### SÉRIE D'EXERCICES
- A) Recopiez mot pour mot le passage de l'extrait du Journal des Goncourt qui va de « Jeudi 10 octobre » jusqu'à « paysans, il plaide. » inclus.
- B) Selon l'extrait du Journal des Goncourt, en quel lieu Rollinat dit-il ses vers tout haut ?
- C) Relevez tous les qualificatifs par lesquels l'extrait du Journal des Goncourt décrit la vie que Rollinat menait dans sa jeunesse.

### EXTRAIT DU DOCUMENT
######
Le Journal des Goncourt

 

(…)

Jeudi 10 octobre 1889. – Ce soir, Rollinat, qui se trouve à Paris, est venu dîner chez Daudet. Il a une figure toute jeune, toute rose, toute poupine, et le macabre de ses traits a disparu. Il parle, avec une espèce d’enthousiasme lyrique, de ses chasses, de ses pêches : des pêches au chevaine, où l’hiver il casse la glace, enfin de cette vie active et en plein air qui a remplacé la vie factice, artificielle, enfermée et sans sommeil de sa jeunesse : vie, il n’en doute pas, qui l’aurait tué. Maintenant, il ne sait plus travailler à une table ; et si on lui en apporte une il la brise et en jette les morceaux au diable. Il lui faut les chemins sauvages, sur les bords de la grande et de la petite Creuse, où il parle tout haut ses vers, où, comme disent les paysans, il plaide.
######
### DONNÉES FOURNIES
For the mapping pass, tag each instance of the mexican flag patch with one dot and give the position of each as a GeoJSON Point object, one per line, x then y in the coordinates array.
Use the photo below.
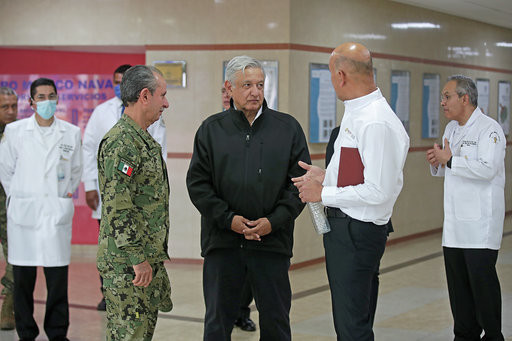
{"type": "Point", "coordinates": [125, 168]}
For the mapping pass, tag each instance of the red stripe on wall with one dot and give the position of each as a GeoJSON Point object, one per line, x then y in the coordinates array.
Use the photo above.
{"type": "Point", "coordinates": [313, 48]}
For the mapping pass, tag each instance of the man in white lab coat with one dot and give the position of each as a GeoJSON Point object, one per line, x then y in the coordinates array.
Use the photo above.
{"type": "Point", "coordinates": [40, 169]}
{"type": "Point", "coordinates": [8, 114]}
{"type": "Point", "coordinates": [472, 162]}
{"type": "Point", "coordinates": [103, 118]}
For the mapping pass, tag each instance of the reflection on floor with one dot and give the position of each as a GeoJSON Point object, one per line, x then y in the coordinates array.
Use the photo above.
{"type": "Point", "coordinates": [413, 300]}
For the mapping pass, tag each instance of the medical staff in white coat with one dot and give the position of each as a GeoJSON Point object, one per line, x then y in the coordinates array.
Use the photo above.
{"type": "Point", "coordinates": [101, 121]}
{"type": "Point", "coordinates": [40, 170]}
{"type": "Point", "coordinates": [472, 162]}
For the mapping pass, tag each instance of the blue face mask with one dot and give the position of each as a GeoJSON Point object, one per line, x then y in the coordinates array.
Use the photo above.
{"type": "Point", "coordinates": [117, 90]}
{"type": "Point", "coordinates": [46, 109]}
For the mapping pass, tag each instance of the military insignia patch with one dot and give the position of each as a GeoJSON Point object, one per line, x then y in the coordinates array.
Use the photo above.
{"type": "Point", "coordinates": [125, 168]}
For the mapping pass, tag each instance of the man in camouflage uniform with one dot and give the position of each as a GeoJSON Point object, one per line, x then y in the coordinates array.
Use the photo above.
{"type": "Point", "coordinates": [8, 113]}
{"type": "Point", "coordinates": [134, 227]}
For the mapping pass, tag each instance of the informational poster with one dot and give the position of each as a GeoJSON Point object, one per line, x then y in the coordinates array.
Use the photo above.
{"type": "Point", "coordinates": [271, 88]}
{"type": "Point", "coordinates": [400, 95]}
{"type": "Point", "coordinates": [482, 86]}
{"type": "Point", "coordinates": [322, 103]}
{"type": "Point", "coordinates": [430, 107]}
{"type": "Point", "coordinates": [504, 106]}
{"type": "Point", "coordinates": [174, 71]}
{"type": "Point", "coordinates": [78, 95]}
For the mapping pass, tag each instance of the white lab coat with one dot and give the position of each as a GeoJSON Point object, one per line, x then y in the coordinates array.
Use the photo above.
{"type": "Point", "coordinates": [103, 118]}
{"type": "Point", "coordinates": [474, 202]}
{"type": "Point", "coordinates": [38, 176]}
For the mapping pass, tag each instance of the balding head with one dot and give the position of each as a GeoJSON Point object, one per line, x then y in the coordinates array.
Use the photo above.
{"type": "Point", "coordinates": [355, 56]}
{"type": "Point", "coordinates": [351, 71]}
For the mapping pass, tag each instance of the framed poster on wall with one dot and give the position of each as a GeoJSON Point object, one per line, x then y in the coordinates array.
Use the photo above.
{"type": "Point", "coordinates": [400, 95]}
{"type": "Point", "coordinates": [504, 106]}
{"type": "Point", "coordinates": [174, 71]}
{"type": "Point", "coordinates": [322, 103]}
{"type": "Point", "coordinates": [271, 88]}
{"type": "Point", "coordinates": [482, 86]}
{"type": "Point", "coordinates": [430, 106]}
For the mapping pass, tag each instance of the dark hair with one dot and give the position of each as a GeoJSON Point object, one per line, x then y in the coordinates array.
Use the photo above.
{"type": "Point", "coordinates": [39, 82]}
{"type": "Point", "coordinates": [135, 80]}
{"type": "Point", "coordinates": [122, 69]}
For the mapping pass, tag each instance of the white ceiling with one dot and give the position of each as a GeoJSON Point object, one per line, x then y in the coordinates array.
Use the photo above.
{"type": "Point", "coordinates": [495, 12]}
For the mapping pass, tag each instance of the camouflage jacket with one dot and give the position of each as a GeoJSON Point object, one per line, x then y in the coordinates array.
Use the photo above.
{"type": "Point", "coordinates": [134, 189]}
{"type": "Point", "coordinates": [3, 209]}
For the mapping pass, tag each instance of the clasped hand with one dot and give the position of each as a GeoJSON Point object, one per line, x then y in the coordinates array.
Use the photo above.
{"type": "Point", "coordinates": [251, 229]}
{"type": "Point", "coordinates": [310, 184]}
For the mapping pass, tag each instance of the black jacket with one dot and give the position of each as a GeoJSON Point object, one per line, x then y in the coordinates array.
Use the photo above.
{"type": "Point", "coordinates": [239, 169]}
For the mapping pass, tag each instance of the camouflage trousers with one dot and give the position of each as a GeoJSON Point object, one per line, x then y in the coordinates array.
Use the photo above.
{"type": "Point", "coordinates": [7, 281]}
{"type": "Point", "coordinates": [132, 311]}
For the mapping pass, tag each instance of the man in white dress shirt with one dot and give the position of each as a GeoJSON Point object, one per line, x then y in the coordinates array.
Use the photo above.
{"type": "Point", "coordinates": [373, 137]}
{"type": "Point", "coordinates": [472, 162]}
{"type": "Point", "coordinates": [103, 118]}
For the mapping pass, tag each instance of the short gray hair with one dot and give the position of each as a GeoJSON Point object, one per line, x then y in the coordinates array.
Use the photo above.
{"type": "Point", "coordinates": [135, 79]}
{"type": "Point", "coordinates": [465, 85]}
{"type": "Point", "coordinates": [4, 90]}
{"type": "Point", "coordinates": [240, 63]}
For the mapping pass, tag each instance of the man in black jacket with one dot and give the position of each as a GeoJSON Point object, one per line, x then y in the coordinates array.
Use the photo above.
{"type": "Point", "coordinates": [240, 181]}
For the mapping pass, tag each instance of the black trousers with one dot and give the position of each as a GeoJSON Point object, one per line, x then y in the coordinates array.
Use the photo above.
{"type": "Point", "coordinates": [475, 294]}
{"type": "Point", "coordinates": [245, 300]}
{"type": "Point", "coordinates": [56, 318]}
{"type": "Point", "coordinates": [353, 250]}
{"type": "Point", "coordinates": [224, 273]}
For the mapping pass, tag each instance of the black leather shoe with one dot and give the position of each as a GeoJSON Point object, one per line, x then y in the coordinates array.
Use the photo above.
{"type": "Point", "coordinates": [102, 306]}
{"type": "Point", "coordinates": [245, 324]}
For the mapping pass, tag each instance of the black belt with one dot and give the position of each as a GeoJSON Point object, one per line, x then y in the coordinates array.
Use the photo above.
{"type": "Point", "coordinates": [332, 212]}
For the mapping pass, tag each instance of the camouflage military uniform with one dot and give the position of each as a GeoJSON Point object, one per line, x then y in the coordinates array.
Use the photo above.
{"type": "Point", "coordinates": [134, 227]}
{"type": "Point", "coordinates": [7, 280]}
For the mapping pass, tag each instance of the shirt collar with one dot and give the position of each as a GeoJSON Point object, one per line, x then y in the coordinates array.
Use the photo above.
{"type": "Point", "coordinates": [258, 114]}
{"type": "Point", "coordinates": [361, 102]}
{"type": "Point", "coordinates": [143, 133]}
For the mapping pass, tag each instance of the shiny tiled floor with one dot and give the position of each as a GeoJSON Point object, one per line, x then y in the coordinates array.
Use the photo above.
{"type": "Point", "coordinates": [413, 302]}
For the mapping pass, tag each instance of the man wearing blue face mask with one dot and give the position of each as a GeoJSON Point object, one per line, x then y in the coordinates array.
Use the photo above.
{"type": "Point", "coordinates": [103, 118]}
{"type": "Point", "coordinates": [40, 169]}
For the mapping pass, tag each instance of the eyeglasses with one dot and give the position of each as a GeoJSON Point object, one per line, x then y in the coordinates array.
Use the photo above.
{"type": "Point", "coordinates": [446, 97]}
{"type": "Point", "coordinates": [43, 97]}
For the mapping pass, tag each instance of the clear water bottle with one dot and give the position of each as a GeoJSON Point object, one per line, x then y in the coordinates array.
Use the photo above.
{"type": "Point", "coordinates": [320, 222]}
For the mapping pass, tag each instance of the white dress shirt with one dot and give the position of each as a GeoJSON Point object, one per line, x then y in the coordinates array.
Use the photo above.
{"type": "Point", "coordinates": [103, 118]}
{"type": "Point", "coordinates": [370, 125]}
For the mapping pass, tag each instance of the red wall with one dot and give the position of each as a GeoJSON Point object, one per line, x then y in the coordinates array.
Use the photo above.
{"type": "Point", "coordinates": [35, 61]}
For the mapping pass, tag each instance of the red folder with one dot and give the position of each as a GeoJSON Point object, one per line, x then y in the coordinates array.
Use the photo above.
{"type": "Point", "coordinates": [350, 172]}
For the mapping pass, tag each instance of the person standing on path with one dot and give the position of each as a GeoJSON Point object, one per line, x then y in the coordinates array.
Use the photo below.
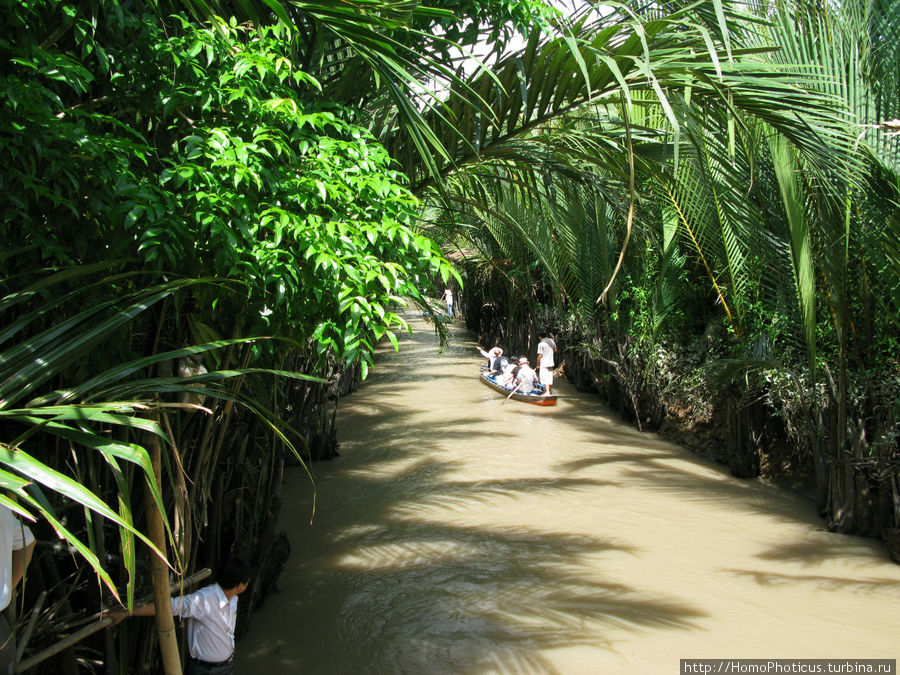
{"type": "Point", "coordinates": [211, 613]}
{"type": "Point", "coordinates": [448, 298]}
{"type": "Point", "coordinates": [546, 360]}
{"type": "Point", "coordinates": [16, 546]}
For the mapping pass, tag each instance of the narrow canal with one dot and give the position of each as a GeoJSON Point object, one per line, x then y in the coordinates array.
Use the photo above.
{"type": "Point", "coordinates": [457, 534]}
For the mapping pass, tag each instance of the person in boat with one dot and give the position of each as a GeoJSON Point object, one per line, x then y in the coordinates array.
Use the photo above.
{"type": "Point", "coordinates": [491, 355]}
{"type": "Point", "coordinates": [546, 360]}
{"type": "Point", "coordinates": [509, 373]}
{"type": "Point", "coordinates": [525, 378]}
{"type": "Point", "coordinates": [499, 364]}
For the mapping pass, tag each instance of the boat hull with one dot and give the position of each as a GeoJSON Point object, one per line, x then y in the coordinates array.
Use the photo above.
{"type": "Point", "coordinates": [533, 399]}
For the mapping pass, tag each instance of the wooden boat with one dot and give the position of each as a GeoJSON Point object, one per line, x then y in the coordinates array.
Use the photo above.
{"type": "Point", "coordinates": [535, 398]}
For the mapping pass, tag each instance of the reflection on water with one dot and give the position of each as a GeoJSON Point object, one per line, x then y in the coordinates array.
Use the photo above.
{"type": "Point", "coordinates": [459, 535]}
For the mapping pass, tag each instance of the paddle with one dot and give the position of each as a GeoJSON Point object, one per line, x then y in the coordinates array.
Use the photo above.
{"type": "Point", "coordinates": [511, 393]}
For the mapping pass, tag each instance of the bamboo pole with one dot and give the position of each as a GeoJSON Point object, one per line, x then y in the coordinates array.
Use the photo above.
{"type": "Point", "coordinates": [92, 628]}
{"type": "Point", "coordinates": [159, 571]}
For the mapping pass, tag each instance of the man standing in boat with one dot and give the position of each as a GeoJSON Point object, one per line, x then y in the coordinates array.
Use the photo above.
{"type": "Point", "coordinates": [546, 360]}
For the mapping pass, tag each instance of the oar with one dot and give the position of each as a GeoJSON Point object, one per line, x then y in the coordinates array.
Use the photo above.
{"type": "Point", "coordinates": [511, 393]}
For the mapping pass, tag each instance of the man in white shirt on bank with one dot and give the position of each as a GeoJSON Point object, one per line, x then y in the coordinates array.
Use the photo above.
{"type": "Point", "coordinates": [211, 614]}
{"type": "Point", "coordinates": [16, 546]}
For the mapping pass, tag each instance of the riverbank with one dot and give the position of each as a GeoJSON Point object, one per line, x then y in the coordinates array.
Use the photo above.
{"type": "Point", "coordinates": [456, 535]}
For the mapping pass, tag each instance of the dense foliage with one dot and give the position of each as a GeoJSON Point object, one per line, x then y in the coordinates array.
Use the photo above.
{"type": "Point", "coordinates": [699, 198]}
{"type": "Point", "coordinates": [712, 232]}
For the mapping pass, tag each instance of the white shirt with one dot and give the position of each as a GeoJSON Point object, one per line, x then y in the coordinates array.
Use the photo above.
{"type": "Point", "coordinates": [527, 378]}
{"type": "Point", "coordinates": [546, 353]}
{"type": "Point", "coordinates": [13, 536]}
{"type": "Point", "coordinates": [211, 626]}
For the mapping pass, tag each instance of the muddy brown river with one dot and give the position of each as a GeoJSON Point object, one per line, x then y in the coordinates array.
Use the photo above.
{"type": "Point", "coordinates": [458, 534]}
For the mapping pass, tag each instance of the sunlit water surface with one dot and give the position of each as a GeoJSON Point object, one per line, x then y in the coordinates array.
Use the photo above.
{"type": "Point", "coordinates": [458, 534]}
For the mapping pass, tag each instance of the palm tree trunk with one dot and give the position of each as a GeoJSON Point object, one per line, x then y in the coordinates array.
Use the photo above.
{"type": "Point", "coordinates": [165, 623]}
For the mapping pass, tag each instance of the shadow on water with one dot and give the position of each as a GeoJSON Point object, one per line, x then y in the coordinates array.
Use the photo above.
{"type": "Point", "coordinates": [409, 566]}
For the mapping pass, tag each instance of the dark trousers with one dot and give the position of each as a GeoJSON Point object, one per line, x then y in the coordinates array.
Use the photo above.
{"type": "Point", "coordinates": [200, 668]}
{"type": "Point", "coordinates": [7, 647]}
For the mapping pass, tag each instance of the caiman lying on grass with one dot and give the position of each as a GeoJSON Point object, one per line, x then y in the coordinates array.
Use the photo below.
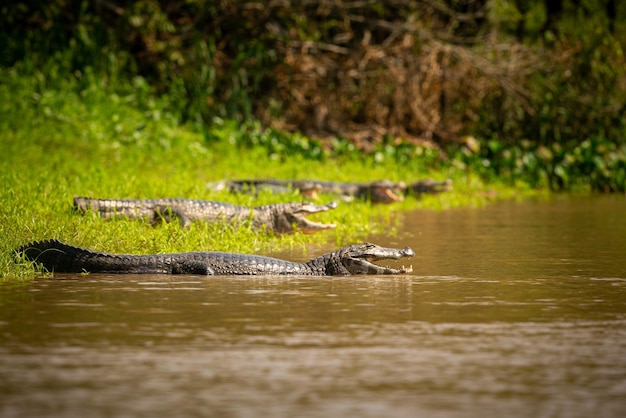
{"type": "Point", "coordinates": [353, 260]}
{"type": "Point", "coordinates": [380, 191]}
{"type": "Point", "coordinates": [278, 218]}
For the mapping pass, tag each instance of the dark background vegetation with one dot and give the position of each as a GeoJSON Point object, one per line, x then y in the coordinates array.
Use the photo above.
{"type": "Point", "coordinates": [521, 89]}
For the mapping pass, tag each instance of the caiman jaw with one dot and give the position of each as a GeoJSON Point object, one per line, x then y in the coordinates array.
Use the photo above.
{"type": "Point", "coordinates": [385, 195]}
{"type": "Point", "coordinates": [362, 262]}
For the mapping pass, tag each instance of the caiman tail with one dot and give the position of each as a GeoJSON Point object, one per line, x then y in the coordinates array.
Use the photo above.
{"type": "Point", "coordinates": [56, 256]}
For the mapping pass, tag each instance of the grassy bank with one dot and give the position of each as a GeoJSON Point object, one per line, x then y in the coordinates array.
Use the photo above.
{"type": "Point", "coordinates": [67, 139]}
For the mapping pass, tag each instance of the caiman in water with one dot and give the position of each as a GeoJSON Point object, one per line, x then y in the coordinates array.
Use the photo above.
######
### RÉPONSES PAR NUMÉRO
- A)
Jeudi 10 octobre 1889. – Ce soir, Rollinat, qui se trouve à Paris, est venu dîner chez Daudet. Il a une figure toute jeune, toute rose, toute poupine, et le macabre de ses traits a disparu. Il parle, avec une espèce d’enthousiasme lyrique, de ses chasses, de ses pêches : des pêches au chevaine, où l’hiver il casse la glace, enfin de cette vie active et en plein air qui a remplacé la vie factice, artificielle, enfermée et sans sommeil de sa jeunesse : vie, il n’en doute pas, qui l’aurait tué. Maintenant, il ne sait plus travailler à une table ; et si on lui en apporte une il la brise et en jette les morceaux au diable. Il lui faut les chemins sauvages, sur les bords de la grande et de la petite Creuse, où il parle tout haut ses vers, où, comme disent les paysans, il plaide.

- B) Sur les chemins sauvages, au bord de la grande et de la petite Creuse.

- C) factice, artificielle, enfermée, sans sommeil